[Opening ENTRIES SUPPLIED section]

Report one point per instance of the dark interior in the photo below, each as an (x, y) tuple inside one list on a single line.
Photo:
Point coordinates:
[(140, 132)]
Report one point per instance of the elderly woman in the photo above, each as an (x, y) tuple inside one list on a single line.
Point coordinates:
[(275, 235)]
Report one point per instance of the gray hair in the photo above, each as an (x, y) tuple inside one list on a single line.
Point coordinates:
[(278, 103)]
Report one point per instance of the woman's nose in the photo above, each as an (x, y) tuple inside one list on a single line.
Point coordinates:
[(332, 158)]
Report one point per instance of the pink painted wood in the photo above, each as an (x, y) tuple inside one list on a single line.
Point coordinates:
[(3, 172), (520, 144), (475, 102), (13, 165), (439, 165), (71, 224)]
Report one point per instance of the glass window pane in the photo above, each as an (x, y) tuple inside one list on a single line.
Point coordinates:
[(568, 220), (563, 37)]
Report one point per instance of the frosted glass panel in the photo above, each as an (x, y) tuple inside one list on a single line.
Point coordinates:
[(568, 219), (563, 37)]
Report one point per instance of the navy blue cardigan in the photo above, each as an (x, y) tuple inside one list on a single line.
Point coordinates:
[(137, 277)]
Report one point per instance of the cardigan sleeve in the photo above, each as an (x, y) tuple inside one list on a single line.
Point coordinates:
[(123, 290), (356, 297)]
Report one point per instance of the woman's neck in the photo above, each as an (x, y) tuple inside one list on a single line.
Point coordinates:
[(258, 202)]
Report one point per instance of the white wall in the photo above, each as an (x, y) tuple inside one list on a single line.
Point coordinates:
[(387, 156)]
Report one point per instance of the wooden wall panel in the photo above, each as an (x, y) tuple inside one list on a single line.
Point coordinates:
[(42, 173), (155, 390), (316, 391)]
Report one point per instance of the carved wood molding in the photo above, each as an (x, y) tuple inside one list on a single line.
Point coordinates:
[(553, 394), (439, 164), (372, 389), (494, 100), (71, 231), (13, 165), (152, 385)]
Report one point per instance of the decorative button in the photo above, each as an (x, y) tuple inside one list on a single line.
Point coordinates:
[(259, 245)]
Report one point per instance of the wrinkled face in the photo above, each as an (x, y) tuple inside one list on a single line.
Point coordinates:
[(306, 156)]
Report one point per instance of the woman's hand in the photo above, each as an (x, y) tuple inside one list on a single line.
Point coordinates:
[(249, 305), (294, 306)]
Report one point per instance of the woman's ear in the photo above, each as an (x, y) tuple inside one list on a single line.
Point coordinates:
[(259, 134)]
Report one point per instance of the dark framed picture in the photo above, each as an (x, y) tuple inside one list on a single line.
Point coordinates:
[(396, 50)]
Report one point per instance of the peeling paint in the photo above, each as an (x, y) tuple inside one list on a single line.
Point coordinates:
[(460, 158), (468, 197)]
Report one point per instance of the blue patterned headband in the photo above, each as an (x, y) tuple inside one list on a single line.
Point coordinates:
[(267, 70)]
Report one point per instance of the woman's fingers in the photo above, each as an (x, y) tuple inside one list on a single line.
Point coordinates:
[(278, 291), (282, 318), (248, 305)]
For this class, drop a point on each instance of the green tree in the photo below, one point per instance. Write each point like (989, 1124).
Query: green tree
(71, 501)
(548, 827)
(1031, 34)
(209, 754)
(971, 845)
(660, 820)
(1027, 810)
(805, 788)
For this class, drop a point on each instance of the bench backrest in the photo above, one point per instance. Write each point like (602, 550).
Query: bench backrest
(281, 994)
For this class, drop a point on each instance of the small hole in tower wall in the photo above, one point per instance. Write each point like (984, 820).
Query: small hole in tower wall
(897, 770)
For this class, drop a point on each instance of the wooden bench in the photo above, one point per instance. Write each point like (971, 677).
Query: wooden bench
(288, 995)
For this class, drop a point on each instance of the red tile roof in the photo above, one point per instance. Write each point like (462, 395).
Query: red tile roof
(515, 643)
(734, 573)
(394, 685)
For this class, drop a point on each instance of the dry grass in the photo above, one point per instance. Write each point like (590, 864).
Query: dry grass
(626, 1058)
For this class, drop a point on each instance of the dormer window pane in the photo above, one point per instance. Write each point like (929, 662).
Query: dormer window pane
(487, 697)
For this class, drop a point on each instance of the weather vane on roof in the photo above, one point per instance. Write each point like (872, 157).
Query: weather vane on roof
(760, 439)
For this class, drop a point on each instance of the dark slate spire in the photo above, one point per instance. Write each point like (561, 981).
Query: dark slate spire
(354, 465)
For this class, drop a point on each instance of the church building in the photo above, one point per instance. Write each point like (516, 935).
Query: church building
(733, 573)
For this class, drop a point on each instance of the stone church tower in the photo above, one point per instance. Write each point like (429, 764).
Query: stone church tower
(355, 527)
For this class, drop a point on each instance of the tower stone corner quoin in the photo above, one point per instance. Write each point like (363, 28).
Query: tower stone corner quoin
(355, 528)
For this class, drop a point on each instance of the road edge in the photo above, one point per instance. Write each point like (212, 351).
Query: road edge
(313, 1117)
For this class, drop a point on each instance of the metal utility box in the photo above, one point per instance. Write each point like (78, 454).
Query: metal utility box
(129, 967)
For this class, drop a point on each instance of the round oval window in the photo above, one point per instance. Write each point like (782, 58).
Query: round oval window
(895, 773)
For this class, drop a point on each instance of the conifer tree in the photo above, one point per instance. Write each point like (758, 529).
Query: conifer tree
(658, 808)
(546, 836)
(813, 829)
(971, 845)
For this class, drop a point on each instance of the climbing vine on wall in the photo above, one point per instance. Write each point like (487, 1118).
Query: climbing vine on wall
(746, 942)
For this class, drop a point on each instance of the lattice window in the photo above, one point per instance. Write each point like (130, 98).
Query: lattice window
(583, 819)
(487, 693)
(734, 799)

[Closing ENTRIES SUPPLIED section]

Copy the lines from the entries above in which the word "glass" appears.

• [SOLUTION TO THE EXERCISE]
Report one point per instance of the glass window pane in the photo above, each as an (x, y) tuple inside one list on a single line.
Report one point per instance of the frosted glass panel in the photo above, each as an (x, y) tuple inside one list on a single line.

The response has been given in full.